___ Records provided ___

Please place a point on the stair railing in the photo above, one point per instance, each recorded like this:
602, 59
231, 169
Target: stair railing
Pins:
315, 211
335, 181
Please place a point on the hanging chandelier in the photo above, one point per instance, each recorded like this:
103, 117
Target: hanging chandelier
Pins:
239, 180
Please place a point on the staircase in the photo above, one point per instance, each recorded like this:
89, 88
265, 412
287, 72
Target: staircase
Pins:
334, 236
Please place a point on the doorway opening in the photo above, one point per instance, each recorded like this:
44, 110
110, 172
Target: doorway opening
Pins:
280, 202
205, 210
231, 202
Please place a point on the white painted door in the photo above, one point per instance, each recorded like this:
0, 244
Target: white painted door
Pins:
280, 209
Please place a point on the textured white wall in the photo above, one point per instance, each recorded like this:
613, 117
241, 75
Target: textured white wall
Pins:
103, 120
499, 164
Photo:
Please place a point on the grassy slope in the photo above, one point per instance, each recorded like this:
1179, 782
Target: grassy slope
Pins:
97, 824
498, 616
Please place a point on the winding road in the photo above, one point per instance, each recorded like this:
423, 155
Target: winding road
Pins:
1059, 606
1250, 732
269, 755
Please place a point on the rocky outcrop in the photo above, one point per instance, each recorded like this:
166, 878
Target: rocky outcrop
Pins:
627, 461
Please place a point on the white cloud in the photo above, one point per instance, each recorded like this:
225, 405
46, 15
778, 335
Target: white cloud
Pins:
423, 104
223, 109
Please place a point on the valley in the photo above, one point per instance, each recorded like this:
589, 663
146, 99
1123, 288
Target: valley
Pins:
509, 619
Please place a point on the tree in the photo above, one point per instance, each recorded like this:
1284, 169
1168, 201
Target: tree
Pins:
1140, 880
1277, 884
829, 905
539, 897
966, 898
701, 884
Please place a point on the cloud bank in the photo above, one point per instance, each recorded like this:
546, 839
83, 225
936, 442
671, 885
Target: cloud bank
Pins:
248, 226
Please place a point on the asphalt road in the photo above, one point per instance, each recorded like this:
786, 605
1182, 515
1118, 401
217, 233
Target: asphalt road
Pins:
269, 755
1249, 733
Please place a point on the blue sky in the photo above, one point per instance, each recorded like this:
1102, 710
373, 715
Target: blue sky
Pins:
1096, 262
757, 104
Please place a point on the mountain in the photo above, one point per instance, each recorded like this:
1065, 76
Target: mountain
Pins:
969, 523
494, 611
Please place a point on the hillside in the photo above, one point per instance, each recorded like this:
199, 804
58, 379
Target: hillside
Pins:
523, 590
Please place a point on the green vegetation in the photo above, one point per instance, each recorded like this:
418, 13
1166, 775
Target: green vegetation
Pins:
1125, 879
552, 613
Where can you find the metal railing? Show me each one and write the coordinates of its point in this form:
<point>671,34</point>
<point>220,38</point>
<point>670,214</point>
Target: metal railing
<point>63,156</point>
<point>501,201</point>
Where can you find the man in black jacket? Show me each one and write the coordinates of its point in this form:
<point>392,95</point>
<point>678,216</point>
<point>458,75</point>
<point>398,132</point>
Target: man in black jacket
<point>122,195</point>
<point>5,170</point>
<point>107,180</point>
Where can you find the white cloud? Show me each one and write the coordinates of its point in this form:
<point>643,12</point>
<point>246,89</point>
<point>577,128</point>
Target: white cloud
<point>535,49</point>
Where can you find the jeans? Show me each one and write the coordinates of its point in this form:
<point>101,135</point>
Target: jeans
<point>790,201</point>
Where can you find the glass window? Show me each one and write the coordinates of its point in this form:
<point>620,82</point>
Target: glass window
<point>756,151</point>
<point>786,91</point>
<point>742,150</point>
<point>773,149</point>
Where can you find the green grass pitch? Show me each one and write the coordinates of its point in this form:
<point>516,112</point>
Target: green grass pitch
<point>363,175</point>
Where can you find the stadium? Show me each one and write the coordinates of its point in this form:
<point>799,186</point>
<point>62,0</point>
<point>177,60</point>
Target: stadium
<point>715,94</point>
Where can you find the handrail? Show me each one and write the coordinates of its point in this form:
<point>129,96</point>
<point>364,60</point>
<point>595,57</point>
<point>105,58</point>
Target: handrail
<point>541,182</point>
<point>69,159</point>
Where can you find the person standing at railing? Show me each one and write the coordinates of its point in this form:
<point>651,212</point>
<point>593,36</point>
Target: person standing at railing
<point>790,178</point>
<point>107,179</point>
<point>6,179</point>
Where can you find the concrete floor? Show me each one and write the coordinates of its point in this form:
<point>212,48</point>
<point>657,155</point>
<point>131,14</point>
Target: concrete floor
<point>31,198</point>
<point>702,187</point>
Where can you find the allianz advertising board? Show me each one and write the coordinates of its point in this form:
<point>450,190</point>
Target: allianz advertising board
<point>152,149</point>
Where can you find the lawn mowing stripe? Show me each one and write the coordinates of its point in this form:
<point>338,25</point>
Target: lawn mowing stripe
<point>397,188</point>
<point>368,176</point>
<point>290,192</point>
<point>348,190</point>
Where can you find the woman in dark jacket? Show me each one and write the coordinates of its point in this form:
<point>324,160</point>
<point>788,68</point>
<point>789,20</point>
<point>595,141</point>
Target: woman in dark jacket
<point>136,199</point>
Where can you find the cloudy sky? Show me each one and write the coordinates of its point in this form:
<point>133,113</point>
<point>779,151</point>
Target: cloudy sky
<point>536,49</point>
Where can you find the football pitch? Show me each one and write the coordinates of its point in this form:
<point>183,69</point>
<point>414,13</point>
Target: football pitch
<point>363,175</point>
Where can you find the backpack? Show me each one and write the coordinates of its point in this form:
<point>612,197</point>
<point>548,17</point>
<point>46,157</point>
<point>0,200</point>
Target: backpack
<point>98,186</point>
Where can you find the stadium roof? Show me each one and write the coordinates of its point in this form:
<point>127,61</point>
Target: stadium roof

___

§ What is needed: In the data above, which lines lie between the line with "Please place a point on the green" and the line with "<point>593,36</point>", inclusive? Print those lines exactly and nothing else.

§ Answer area:
Please place a point on the green vegetation in the photo above, one point per instance, each recorded like this:
418, 13
1166, 775
Target: green vegetation
Pins:
1125, 879
552, 613
Where can you find the metal railing? Show me each one and write the coordinates of its point in this form:
<point>671,34</point>
<point>220,38</point>
<point>670,214</point>
Target: metal railing
<point>63,156</point>
<point>501,201</point>
Where can you find the man in black jacket? Show me each one and write the coordinates of its point in this form:
<point>392,95</point>
<point>678,216</point>
<point>458,75</point>
<point>398,132</point>
Target: man in black jacket
<point>122,195</point>
<point>5,170</point>
<point>107,180</point>
Where can you find the white cloud? Show me each one and write the coordinates of its point in this form:
<point>643,12</point>
<point>246,89</point>
<point>577,128</point>
Target: white cloud
<point>535,49</point>
Where can you find the jeans? Show me each one and write the coordinates of its point in this form:
<point>101,135</point>
Target: jeans
<point>790,201</point>
Where can you find the glass window? Show me each one and write the coordinates of its point in this form:
<point>620,82</point>
Target: glass window
<point>756,151</point>
<point>786,91</point>
<point>742,150</point>
<point>773,149</point>
Where can you find the green grass pitch? Show me each one and write the coordinates of its point in this form:
<point>516,112</point>
Target: green grass pitch
<point>363,175</point>
Where can you find the stadium? Show me each one and write the coordinates of its point in this form:
<point>799,186</point>
<point>62,0</point>
<point>177,60</point>
Target: stadium
<point>715,94</point>
Where can you find the handrail? Show me each one and write the coordinates of its point in this form:
<point>129,96</point>
<point>364,60</point>
<point>595,57</point>
<point>105,58</point>
Target: handrail
<point>541,182</point>
<point>69,159</point>
Where can you find the person standing at railing? Show me each one and write the coordinates of its point in this form:
<point>651,212</point>
<point>593,36</point>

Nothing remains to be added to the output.